▶ [Page extract]
________________________

# How many of you make your own Lures?



## hardman11 (Apr 14, 2012)

I try lots of stuff everthing from bottle caps, to pieces of glass, You all should try it stuff laying around all over the place pick up the garbage around the bank and see what you can catch with it. You'd be amazed with what you can come up with.


----------



## BigMac (Feb 12, 2012)

Once made a spoon type lure with a Dr. Pepper can & it caught fish. I don't think it much matters if the fish are hungry they will bite it.


----------



## Moostickles (Mar 11, 2010)

I sliced open a halibut in Alaska one day and out popped an old Pepsi can... I've also caught lots of kokanee and trout on makeshift lures from pop cans.


----------



## poiboy (Nov 18, 2010)

Back in Hawaii, we would make topwater lures, Rapalas were too expensive. One day when we weren't catching in a hot-spot, my uncle comes by and says, put on a hot dog and you'll catch. He was close to drunk at the time and all 6 of us fishing brushed off his suggestion. When he got done with a couple more beers, he bit the end of the hot dog to make it blunt. He casts out and on his 2nd cast, he brings in a 7 pound Papio.

________________________

▶ [Information given]
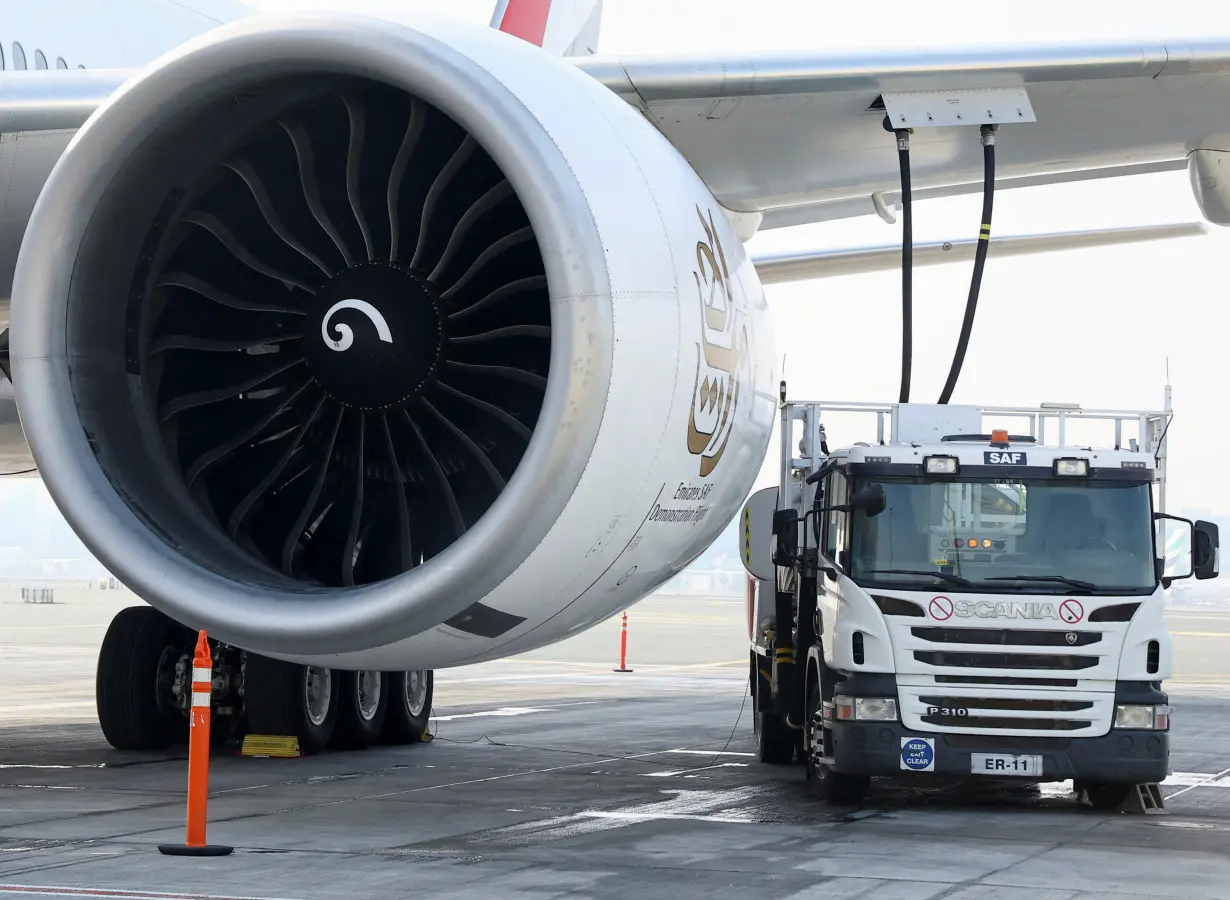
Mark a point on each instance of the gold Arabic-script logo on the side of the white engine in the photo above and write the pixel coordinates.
(721, 352)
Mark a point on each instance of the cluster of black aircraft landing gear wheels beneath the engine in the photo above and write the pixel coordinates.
(145, 684)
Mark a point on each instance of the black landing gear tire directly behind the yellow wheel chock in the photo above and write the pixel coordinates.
(284, 699)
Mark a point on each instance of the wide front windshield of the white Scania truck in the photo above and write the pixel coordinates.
(1035, 537)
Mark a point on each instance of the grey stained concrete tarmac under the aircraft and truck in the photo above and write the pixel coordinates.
(552, 776)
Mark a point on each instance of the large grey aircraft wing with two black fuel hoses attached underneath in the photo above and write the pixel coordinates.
(800, 137)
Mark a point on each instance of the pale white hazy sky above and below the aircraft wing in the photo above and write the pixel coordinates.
(1093, 328)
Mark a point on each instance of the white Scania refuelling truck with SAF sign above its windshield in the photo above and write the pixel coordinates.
(958, 599)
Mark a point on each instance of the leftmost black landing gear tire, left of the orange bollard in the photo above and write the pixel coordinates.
(135, 679)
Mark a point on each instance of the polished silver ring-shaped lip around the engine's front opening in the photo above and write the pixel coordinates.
(74, 394)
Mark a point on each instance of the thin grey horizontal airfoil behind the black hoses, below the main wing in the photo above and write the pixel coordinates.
(780, 269)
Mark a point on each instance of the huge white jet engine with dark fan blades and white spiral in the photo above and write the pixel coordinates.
(330, 333)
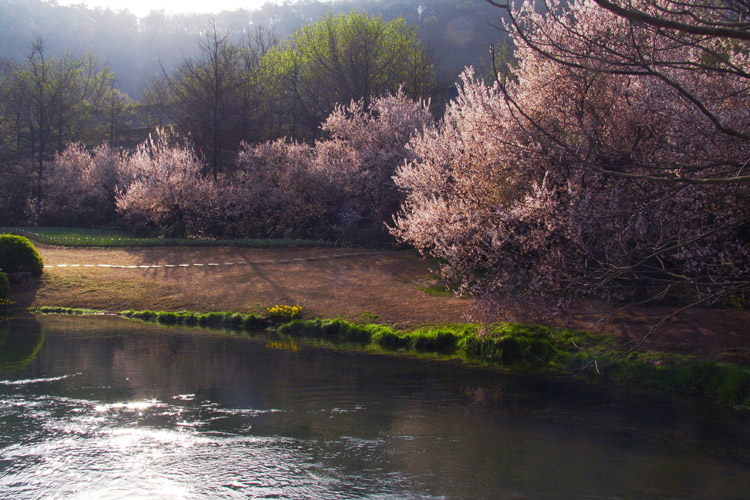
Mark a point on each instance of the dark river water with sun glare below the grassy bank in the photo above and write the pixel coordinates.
(108, 408)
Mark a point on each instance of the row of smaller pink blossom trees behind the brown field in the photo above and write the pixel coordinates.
(338, 188)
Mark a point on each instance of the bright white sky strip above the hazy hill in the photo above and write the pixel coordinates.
(143, 7)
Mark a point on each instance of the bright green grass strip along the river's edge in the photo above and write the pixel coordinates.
(513, 345)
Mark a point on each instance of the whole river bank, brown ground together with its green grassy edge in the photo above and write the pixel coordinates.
(387, 300)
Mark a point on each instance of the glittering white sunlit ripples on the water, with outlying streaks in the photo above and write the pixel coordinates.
(90, 449)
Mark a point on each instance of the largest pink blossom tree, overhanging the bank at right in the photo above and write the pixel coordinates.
(613, 163)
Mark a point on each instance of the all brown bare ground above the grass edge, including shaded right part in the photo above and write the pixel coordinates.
(381, 286)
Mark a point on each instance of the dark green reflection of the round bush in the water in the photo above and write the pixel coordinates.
(20, 342)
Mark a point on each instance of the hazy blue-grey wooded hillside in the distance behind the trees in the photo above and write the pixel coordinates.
(457, 33)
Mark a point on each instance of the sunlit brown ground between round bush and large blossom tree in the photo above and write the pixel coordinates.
(383, 286)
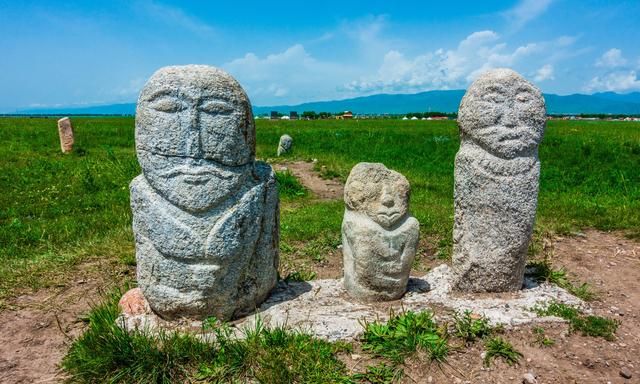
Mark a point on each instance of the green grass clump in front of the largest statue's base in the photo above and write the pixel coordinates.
(106, 353)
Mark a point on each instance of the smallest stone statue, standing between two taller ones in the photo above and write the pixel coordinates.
(379, 237)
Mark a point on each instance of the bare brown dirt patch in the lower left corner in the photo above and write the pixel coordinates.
(36, 331)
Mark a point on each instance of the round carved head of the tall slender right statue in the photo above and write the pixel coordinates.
(503, 113)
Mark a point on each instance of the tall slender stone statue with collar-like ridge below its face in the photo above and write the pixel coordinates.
(502, 119)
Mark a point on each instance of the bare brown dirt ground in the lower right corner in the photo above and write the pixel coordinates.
(611, 265)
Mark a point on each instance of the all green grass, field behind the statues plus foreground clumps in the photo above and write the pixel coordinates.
(59, 210)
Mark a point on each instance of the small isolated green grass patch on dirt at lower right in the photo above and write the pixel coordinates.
(588, 325)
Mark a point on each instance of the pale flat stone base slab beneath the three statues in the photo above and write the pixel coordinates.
(323, 307)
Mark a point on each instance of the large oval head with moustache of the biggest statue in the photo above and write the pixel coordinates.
(195, 135)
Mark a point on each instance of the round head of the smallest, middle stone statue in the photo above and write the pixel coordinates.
(379, 193)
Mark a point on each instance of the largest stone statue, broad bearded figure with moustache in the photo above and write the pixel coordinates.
(205, 213)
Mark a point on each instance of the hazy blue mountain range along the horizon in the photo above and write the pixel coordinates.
(440, 101)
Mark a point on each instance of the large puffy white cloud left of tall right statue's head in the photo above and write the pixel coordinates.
(446, 69)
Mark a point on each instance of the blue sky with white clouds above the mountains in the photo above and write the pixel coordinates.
(90, 52)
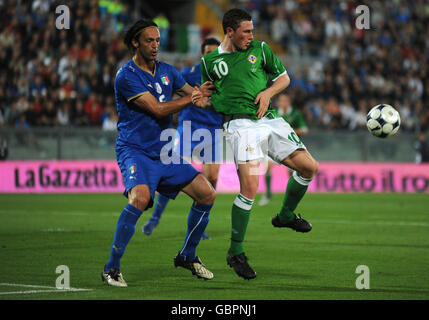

________________________

▶ [Tasks and exercises]
[A] Answer these about the homemade-lure thread, one per line:
(i) What kind of can did BigMac make a spoon type lure from?
(ii) What popped out of the halibut Moostickles sliced open?
(iii) How much did the Papio caught with the hot dog weigh?
[B] Return the stretch of the homemade-lure thread from "## hardman11 (Apr" through "will bite it.".
[C] Write the next part of the forum thread about homemade lures, picking up after its final sentence.
The lines above come from a separate source and have no connection to the forum thread about homemade lures.

▶ [Answers by task]
[A]
(i) A Dr. Pepper can
(ii) An old Pepsi can
(iii) 7 pounds

[B]
## hardman11 (Apr 14, 2012)

I try lots of stuff everthing from bottle caps, to pieces of glass, You all should try it stuff laying around all over the place pick up the garbage around the bank and see what you can catch with it. You'd be amazed with what you can come up with.


----------



## BigMac (Feb 12, 2012)

Once made a spoon type lure with a Dr. Pepper can & it caught fish. I don't think it much matters if the fish are hungry they will bite it.

[C]
I never would've believed that it would work. Apparently, that is his go-to when everything else fails. It doesn't catch everytime, but that day, right in front of me, it worked and I was stunned.


----------



## leviwin (Dec 7, 2011)

I was fly fishing on the Logan river one day and saw some guys using raw hamburger to catch fish. I was skeptical until they showed me all the fish the caught. I have tried carving some lures out of wood in the past they worked but not as good as other stuff I've used.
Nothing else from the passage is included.